* **本文**
========================

エイズ発祥の地といわれるこの町だが今まで走り抜けて来た埃っぽい田舎町に比べると活気があってなかなかいい町だ。食堂に入ってメニューをみると、うれしい事に魚料理があった。内陸部では歯が折れそうな肉しかなかったので喜んで注文するとミソみたいな不思議な味がする煮物を出してくれた。思いもかけぬ味の発見に、この魚テラピアについてもっと知りたくなった僕はさっそく竿を持って湖に行ってみた。

しかし分かってはいたもののやはり途方もない広さだ。どうしたらいいか見当もつかないが、まずは小川の流れ込みでルアーを投げてみる。30分ぐらい頑張ってみるが何の反応もでないので今度は砂浜を端から探りながら移動してみる。

========================

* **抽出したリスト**
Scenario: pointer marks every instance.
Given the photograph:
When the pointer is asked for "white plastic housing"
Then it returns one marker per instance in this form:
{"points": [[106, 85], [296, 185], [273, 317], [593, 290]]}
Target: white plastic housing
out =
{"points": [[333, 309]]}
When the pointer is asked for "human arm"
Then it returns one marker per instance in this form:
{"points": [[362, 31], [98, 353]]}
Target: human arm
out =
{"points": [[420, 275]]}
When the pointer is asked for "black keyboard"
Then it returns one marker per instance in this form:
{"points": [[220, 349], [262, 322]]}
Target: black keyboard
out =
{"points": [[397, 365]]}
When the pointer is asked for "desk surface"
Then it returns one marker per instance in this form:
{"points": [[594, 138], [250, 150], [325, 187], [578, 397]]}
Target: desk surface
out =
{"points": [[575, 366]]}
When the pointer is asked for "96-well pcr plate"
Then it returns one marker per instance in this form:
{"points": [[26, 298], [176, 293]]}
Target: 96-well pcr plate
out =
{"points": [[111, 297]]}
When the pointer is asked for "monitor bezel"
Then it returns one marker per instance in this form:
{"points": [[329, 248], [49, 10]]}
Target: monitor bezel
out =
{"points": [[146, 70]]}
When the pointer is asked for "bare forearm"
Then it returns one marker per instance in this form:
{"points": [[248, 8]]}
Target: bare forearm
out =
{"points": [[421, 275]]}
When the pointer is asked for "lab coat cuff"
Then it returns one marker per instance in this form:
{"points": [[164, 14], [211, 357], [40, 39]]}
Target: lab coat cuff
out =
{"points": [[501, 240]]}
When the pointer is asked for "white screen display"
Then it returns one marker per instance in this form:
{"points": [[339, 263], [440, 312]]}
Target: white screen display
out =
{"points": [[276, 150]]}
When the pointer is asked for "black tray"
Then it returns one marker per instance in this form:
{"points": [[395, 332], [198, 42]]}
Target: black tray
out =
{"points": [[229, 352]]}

========================

* **小問 1**
本文で、ルアーを最初に投げてみた場所はどこですか？
* **小問 2**
リストの中で、文字列「plate」を含む行はいくつありますか？大文字と小文字は区別し、数だけを答えてください。

* **解答例 1**
小川の流れ込みです。

* **解答例 2**
2